Requirements: Your task is to print every entry below exactly as given.

Material provided:
[START]

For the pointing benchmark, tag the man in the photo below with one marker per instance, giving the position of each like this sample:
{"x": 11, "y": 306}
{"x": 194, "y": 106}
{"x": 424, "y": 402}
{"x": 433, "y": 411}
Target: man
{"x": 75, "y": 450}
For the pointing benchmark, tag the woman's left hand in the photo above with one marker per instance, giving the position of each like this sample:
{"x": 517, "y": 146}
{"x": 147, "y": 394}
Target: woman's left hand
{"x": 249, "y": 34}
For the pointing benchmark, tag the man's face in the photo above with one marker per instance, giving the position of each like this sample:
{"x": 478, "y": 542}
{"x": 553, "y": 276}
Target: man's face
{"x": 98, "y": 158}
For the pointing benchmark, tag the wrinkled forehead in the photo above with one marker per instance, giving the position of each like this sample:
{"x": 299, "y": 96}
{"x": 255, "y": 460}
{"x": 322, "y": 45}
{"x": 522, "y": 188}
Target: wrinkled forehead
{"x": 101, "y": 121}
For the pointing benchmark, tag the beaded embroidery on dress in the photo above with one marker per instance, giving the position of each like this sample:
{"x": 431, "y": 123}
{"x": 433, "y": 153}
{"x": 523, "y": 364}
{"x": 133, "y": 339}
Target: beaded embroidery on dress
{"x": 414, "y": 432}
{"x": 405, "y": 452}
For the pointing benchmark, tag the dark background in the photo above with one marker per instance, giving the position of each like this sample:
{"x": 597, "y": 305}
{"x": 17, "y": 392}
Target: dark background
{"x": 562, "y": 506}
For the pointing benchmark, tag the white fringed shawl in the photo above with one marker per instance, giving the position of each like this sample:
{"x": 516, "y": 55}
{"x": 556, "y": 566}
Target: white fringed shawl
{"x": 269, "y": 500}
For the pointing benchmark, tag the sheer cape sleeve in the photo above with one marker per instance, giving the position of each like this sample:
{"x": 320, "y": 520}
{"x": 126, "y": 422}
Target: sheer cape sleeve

[END]

Exercise result:
For the pointing benchmark, tag the man in the photo below with one marker per instance, giving the position of each like this sample:
{"x": 11, "y": 306}
{"x": 194, "y": 106}
{"x": 424, "y": 402}
{"x": 433, "y": 411}
Target: man
{"x": 75, "y": 450}
For the pointing benchmark, tag the woman's left hand in the photo above with one marker per instance, giving the position of each like this sample:
{"x": 517, "y": 146}
{"x": 147, "y": 394}
Target: woman's left hand
{"x": 249, "y": 34}
For the pointing benchmark, tag the man's face in the photo above with one marker per instance, giving the position of each like this sample:
{"x": 478, "y": 542}
{"x": 553, "y": 276}
Target: man's face
{"x": 98, "y": 158}
For the pointing benchmark, tag the wrinkled forehead in the photo above with one marker per instance, giving the position of each like this sample:
{"x": 299, "y": 96}
{"x": 255, "y": 460}
{"x": 322, "y": 45}
{"x": 522, "y": 188}
Target: wrinkled forehead
{"x": 101, "y": 121}
For the pointing benchmark, tag the beaded embroidery on dress in the photo above with one marker per instance, giving the position of each like this sample:
{"x": 431, "y": 123}
{"x": 433, "y": 153}
{"x": 523, "y": 364}
{"x": 133, "y": 339}
Target: beaded embroidery on dress
{"x": 414, "y": 432}
{"x": 405, "y": 452}
For the pointing benchmark, tag the dark background in the photo above with one marker per instance, giving the position of each like this sample:
{"x": 597, "y": 305}
{"x": 17, "y": 392}
Target: dark background
{"x": 562, "y": 506}
For the pointing benchmark, tag the white fringed shawl in the photo above with one marker per instance, giving the position of each like this sample:
{"x": 516, "y": 55}
{"x": 556, "y": 566}
Target: white fringed shawl
{"x": 269, "y": 500}
For the pointing benchmark, tag the sheer cape sleeve in the photo above with one marker per instance, giving the position of each like this sample:
{"x": 320, "y": 520}
{"x": 126, "y": 422}
Target: sheer cape sleeve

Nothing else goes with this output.